本文抜粋 =
* * * * * * *

使用ツールのバージョンなどは、ページ制作時点(2002/2)のものです。

敦煌出土玄宗御注本 (敦煌御注本)【御】

正統道藏慕字号道徳經古本篇 (傅奕本)【傅】

日本江戸明和七年宇佐美灊水校刊王弼注本 (明和本)【王】

明和王弼本明和王弼本このサイトで掲載している『老子』の底本です。
郭店本と帛書本の両出土資料を除けば、現存する『老子』は概ね三つの系統に大別することが出来ます。前掲の河上公本、傅奕本、そしてこの王弼本です。

今本中で最も精善なテキストを提供しているとされている河上公注本ですが、既述の通り、河上公という人物自体謎が多く、その成立は一般に南北朝頃であるとされています。そのような事情もあって、この王弼注本は既存の注本の中で最も伝承の古い伝本ということになっています。王弼は三国・魏の人で、『周易』と『老子』に注解を加えた人物として知られ、特にそれまで卜筮の実用書と見なされてきた『周易』については、王弼に至って初めて学問として科学的に批判されるようになりました(『魏書』鍾會傳裴注に孫盛の興味深い批判があります)。『老子』の注についても、おしなべて河上公の注よりも評価が高く、テキストは河上公、注釈は王弼と分けて利用している研究者も多いようです。ただ逆に言えば、テキストとしては、質的にも量(バリエーション)的にも河上公本に劣るので、利用に際しては、やはり相互に参照するか、用途に応じてテキストを使い分けることが望ましいでしょう。王弼の略歴は晉の何劭の記した伝記が『魏書』鍾會傳の裴注に引かれています。彼は若年時から『論語集解』の何晏に見出されて高く評価されましたが、24歳の若さで「癘疾」(ハンセン病)により没したとされています。

* * * * * * *

データ記録 =
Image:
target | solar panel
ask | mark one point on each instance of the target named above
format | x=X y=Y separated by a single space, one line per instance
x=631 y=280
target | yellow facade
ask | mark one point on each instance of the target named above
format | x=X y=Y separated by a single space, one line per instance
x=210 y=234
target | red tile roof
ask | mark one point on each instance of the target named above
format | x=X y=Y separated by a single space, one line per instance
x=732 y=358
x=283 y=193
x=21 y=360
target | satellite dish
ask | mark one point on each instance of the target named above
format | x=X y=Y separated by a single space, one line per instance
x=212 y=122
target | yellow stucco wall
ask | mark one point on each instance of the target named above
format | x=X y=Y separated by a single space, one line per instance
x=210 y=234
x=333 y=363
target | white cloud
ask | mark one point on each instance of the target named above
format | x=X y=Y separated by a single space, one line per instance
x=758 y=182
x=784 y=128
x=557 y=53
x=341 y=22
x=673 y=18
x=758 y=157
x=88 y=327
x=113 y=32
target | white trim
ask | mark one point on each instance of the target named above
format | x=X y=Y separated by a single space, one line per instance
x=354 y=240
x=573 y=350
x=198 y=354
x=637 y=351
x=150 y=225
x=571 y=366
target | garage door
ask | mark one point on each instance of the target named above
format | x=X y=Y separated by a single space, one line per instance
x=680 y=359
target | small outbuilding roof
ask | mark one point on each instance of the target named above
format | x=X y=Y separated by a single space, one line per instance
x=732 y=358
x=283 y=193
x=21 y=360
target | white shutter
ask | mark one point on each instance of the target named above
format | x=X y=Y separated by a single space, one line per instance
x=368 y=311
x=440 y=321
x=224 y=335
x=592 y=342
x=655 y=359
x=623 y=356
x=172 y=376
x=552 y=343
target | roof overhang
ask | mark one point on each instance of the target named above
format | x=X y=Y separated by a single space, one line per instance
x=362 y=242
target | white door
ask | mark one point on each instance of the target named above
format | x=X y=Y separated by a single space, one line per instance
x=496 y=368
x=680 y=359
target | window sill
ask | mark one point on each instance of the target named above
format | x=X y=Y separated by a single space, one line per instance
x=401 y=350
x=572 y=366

* * * * * * *

課題一覧 =
A - 次の(i)〜(iii)がそれぞれ本文抜粋の内容と一致するか、「はい」か「いいえ」で答え、判断の根拠となる本文の語句をそのまま引用せよ。
(i) 王弼は三国・魏の人である。
(ii) 河上公本は、テキストとして量的に王弼本に劣る。
(iii) 王弼の略歴を記した伝記は何晏が書いたものである。
B - 本文抜粋をもとに、次の問いに簡潔に答えよ。
(i) 郭店本と帛書本を除いた場合、現存する『老子』が大別される三つの系統は何か。
(ii) 河上公注本の成立は、一般にいつ頃とされているか。
(iii) 使用ツールのバージョンなどは、いつの時点のものか。

最終解答 =
A -
(i) はい。「王弼は三国・魏の人で」
(ii) いいえ。「テキストとしては、質的にも量(バリエーション)的にも河上公本に劣る」
(iii) いいえ。「晉の何劭の記した伝記」

B -
(i) 河上公本、傅奕本、王弼本
(ii) 南北朝頃
(iii) ページ制作時点(2002/2)